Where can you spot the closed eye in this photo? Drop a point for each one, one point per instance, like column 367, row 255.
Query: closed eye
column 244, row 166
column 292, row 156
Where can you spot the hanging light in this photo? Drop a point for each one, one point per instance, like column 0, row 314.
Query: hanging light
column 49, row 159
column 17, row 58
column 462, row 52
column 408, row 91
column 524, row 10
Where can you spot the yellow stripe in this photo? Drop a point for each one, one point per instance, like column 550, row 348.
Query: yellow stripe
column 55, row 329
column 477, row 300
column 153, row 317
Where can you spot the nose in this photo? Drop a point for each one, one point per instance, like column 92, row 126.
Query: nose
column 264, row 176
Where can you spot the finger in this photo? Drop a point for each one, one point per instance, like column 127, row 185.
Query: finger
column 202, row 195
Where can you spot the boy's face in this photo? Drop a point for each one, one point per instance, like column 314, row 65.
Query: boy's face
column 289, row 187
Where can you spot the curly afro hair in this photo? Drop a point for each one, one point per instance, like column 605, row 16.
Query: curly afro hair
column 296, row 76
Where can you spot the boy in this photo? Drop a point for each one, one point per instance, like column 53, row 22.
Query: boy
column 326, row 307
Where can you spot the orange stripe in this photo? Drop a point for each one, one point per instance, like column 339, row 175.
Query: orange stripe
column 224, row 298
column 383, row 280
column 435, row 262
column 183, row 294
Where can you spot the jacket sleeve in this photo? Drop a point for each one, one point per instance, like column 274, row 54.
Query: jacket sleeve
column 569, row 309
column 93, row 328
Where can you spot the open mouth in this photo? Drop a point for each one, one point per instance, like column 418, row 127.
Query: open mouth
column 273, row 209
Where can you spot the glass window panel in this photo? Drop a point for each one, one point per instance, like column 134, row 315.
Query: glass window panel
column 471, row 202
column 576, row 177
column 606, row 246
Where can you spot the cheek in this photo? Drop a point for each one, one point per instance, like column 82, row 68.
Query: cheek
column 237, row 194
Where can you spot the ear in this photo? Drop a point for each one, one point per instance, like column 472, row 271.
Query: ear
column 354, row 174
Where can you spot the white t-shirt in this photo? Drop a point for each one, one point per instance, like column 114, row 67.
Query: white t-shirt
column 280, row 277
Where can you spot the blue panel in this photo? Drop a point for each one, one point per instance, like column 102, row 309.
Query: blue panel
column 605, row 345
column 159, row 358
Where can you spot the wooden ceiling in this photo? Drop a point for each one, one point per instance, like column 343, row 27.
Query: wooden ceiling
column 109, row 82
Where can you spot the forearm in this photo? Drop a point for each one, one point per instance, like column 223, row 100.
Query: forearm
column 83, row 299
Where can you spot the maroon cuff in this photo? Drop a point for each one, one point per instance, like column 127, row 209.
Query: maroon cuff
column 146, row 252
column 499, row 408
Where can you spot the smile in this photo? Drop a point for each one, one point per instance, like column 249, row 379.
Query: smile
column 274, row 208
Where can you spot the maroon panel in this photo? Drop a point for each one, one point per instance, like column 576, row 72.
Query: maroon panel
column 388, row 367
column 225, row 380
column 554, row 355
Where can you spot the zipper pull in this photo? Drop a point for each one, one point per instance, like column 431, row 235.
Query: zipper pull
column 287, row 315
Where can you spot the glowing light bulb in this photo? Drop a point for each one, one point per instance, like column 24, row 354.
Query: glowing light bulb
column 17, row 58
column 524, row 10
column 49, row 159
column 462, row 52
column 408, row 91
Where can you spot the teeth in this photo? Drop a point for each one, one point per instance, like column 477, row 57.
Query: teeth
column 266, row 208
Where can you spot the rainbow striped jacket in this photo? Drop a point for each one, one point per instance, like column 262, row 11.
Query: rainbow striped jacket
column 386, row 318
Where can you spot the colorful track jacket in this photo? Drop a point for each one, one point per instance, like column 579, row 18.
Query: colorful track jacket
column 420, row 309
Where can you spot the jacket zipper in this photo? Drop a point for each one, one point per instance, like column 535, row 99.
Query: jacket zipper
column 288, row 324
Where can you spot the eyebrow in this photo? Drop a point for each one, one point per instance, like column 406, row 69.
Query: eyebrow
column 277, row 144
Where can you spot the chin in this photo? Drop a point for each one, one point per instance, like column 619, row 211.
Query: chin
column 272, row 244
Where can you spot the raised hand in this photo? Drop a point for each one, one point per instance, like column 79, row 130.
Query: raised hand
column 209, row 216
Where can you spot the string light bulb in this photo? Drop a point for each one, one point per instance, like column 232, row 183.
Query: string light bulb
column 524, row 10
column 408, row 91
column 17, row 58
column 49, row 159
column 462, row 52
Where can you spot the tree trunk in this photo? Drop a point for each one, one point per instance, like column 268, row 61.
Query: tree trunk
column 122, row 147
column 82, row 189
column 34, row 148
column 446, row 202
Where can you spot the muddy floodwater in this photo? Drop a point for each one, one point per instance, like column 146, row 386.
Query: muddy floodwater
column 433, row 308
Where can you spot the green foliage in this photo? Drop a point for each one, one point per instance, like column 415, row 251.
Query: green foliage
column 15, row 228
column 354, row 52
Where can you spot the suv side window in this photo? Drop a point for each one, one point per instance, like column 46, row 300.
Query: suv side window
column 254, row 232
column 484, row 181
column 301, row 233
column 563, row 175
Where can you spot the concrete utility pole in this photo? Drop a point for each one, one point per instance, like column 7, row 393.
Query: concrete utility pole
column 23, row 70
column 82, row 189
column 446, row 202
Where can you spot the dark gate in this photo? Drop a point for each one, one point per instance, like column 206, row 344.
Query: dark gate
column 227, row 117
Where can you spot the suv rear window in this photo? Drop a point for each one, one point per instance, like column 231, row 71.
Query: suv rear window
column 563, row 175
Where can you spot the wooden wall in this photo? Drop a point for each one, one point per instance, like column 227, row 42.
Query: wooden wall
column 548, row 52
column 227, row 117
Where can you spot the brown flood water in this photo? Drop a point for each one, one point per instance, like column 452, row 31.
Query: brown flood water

——

Exercise brief »
Retype word for word everything in the listing above from the line that holds "Where can you spot the blue" down to the line that holds "Where can you spot the colorful". Keep both end lines and leave out the rest.

Completed exercise »
Where can you spot the blue panel in this photo? Drop a point for each one, one point per instance, like column 102, row 309.
Query: blue panel
column 605, row 345
column 159, row 358
Where can you spot the wooden ceiling in this photo? Drop a point for each one, one point per instance, like column 343, row 27.
Query: wooden ceiling
column 109, row 82
Where can you spot the forearm in this photo? Drop a point for each one, one point per instance, like column 223, row 100.
Query: forearm
column 83, row 299
Where can you spot the maroon cuff in this photo? Drop a point for each one, one point per instance, like column 127, row 209.
Query: maroon cuff
column 146, row 252
column 499, row 408
Where can you spot the smile in this photo? Drop a point for each one, one point per instance, like column 249, row 379.
Query: smile
column 274, row 208
Where can you spot the maroon panel in this photo? Drop a point for each one, one point per instance, like column 576, row 72.
Query: maroon panel
column 388, row 367
column 225, row 380
column 554, row 355
Where can you spot the zipper pull in this photo? Drop a point for each one, one point per instance, like column 431, row 235.
Query: zipper pull
column 287, row 315
Where can you spot the glowing light bulb in this photo? Drop a point for each one, one point per instance, like column 24, row 354.
Query: glowing light bulb
column 17, row 58
column 524, row 10
column 49, row 159
column 462, row 52
column 408, row 91
Where can you spot the teeth in this photo? Drop a point for each one, one point per instance, like column 477, row 57.
Query: teeth
column 266, row 208
Where can you spot the rainbow striped jacket in this photo? Drop a point for each one, one point per instance, like column 262, row 11.
Query: rainbow striped jacket
column 386, row 318
Where can you spot the colorful track jacket in this photo? Drop a point for each one, one point per instance, like column 579, row 18.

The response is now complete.